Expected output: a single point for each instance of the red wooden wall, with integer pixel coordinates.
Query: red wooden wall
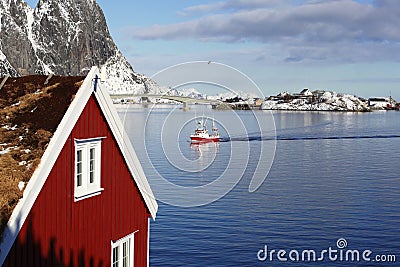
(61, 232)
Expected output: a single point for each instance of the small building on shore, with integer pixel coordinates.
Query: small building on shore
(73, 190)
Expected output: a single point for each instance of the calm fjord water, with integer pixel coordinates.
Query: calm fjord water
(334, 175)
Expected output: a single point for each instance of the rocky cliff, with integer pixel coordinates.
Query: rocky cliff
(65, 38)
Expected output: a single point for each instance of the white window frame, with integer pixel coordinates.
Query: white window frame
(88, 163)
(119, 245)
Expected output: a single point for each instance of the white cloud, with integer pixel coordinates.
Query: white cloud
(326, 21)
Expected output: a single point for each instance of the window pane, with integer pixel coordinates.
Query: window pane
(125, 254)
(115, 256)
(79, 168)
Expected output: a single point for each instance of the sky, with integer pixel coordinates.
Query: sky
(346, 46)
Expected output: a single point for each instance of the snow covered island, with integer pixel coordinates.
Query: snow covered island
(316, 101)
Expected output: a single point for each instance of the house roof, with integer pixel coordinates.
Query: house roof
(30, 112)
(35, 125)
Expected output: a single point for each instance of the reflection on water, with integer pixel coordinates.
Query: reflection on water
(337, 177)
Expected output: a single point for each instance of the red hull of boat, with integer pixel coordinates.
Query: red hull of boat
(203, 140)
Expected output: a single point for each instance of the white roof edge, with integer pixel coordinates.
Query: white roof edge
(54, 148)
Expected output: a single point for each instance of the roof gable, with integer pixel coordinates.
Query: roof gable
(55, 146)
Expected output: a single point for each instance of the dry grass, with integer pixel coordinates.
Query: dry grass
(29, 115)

...

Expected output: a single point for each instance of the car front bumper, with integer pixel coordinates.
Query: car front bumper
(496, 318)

* **TASK DETAILS**: From the records above, copy exactly the lines starting at the one with "wall, with integer pixel coordinates." and ending at the one with "Expected output: a single point for each instance of the roof", and no others. Pictures stay out.

* **PROBLEM SOLUTION**:
Expected output: a single point for each instance of the red wooden wall, with integer pixel coordinates.
Query: red wooden wall
(61, 232)
Expected output: a single point for each instance of the small building on shore, with integer pixel coordinates.
Query: small building on shore
(73, 190)
Expected output: a single point for each instance of the calm fjord water, with integer pixel coordinates.
Query: calm fjord water
(334, 175)
Expected output: a single point for each instance of the rocky cliff, with integer pixel coordinates.
Query: rocky cliff
(65, 38)
Expected output: a single point for each instance of the white window frame, with integer pixel coordinates.
Query: white window frame
(88, 163)
(119, 245)
Expected output: a single point for each instance of the white cloud, with integer pixel coordinates.
Query: white cloud
(326, 21)
Expected output: a single point for each instance of the window pane, with integer pixel coordinates.
Query: window pane
(125, 254)
(115, 256)
(79, 168)
Expected output: a single point for each instance of the sky, with integer pixel coordinates.
Query: sky
(346, 46)
Expected output: a single point for each instance of the snow covered island, with integer pixel coordinates.
Query: snow covered island
(316, 101)
Expected output: a single point for each instance of the house roof, with integer pixel coordinates.
Query: house roof
(30, 112)
(35, 125)
Expected output: a single point for each instance of the reflection on water, with integer pixel coordinates.
Query: reflection on water
(337, 177)
Expected output: a single point for each instance of the red hull of boat, with integer pixel coordinates.
Query: red hull of boat
(203, 140)
Expected output: a single point for each instance of the white roof edge, with integer pixel coordinates.
Query: white roof edge
(54, 148)
Expected output: a single point for each instance of the roof gable, with integer pixel coordinates.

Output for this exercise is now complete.